◆ Consigna
Selecciona en el material siguiente todas las líneas que contengan la cadena "slab" y cópialas.

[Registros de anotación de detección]
┏━━

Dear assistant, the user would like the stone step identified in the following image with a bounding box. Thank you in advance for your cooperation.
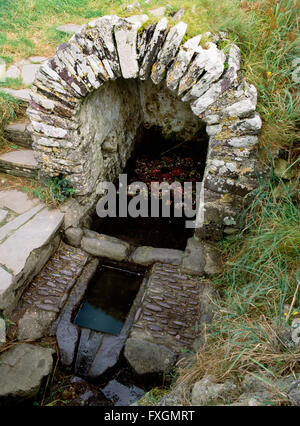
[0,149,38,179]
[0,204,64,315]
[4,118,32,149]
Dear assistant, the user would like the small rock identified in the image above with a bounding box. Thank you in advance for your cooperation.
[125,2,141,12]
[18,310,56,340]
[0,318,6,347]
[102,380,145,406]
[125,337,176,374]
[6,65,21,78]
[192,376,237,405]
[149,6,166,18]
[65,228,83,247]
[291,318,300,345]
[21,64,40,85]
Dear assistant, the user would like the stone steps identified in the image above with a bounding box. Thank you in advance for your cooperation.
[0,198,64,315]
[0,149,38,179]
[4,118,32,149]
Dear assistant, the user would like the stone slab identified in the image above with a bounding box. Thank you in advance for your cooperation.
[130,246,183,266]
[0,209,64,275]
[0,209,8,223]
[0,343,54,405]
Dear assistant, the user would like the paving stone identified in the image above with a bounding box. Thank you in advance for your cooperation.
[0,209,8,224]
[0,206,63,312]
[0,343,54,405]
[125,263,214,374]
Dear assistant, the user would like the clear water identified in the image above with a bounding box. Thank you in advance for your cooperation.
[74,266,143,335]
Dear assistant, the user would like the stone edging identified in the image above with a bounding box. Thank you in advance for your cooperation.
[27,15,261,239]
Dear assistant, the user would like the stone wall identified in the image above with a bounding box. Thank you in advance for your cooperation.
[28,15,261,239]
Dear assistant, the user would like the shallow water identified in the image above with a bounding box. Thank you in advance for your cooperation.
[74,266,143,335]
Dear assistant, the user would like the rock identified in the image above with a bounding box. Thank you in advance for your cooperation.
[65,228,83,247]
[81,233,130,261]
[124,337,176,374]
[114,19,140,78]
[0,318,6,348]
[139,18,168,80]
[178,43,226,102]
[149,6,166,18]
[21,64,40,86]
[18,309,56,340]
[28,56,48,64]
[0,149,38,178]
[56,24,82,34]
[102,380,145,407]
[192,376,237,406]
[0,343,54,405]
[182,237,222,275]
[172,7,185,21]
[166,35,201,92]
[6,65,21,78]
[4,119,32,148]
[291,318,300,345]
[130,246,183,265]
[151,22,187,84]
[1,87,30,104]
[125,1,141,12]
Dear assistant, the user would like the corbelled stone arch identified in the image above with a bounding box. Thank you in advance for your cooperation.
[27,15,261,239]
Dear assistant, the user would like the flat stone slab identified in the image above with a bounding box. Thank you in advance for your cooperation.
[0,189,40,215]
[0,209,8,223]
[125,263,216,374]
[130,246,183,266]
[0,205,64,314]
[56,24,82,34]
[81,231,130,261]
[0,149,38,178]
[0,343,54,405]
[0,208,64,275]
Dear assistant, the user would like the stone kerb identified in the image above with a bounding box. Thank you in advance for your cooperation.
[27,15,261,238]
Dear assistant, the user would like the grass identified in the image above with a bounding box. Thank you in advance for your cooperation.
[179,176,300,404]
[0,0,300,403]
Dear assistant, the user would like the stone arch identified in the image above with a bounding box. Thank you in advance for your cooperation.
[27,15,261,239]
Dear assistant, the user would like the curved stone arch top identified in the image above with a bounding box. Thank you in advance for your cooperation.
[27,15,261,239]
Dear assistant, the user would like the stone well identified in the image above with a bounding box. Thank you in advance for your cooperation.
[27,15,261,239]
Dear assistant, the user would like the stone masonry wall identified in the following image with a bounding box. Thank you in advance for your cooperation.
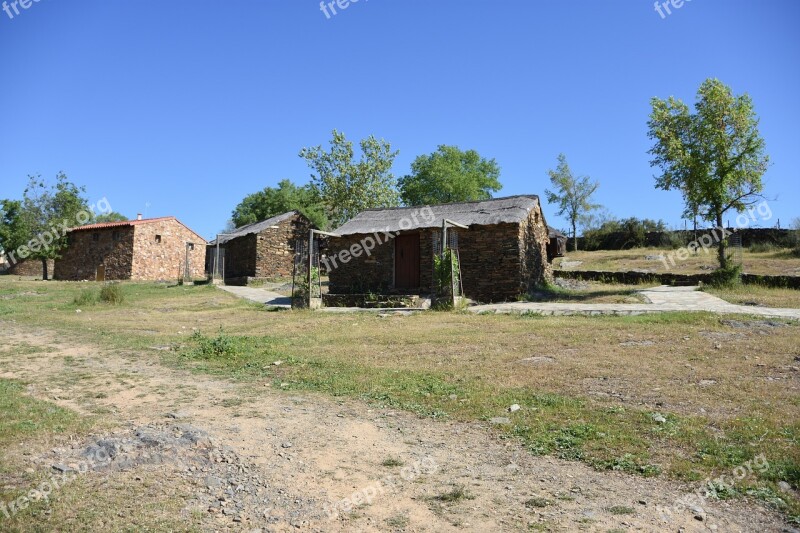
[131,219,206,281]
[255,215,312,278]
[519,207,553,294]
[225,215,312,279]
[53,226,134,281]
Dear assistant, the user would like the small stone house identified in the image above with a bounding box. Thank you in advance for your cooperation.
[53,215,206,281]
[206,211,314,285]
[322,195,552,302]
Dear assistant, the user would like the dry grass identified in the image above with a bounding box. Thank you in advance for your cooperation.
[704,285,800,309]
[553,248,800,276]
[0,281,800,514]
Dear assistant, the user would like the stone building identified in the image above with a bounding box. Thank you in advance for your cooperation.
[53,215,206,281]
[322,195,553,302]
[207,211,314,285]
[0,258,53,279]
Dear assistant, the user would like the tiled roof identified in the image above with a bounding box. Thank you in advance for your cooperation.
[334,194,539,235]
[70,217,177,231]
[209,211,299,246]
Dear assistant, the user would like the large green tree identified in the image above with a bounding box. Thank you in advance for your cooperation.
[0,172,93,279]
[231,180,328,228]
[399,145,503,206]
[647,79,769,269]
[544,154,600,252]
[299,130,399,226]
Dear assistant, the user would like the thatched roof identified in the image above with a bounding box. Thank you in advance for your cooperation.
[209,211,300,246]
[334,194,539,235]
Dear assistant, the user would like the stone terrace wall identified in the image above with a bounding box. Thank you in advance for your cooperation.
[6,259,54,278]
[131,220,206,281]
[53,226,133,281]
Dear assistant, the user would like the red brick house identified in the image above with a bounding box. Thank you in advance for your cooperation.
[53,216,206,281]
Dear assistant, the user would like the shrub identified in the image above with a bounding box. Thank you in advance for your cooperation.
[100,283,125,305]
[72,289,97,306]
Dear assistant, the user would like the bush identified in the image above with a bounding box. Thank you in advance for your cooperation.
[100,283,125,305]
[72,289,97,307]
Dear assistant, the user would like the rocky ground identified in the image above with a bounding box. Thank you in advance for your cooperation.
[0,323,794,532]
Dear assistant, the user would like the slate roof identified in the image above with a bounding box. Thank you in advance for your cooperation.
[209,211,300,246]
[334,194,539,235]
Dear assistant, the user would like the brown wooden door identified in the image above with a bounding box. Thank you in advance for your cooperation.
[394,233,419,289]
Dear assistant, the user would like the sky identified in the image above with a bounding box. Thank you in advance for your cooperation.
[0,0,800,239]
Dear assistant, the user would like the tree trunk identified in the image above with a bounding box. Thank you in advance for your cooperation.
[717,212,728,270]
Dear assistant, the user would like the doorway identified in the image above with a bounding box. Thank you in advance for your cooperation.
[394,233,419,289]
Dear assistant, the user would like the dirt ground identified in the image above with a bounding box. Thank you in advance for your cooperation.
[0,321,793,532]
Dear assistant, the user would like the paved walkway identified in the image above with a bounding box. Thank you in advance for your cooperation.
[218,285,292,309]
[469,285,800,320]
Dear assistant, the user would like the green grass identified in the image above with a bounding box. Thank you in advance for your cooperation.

┗━━

◆ Tarea resuelta
Dear assistant, the user would like the stone slab identified in the image above with a bounding box. Thank you in advance for your cooperation.
Dear assistant, the user would like the flat stone slab identified in the image above with a bounding box. Thank you in advance for your cooperation.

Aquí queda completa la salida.